### What you should do
Return every line in the rows below that contains the word "shorts". Case counts, so capital and small letters must match.
══ Given data ══
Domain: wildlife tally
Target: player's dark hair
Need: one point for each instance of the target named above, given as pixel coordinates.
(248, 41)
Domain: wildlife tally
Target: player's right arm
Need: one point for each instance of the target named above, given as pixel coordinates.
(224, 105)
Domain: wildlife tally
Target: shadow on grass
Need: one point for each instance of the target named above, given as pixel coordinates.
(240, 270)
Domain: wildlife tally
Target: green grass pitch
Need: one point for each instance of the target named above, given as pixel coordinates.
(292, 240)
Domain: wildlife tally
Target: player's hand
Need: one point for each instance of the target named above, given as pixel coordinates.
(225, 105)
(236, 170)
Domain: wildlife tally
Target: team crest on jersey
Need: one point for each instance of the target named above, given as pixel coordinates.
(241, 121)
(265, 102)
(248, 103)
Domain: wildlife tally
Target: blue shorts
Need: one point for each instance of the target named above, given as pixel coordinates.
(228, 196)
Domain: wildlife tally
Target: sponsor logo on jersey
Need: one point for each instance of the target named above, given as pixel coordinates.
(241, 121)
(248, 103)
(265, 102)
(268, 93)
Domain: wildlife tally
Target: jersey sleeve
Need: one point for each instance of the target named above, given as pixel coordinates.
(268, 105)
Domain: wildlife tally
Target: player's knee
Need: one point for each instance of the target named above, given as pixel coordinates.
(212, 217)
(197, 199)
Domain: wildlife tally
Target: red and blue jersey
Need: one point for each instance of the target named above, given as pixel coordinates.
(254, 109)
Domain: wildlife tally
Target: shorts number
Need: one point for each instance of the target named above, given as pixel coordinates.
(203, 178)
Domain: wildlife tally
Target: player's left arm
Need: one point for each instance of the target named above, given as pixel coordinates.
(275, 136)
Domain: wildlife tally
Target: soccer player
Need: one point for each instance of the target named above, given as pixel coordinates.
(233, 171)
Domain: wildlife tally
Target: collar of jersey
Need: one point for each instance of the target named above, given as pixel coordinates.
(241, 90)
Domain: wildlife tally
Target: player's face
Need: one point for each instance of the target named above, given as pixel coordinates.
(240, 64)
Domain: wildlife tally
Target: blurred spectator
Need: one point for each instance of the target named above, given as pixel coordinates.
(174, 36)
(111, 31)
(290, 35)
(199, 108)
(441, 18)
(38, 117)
═══
### Answer to this task
Target: blue shorts
Target: shorts number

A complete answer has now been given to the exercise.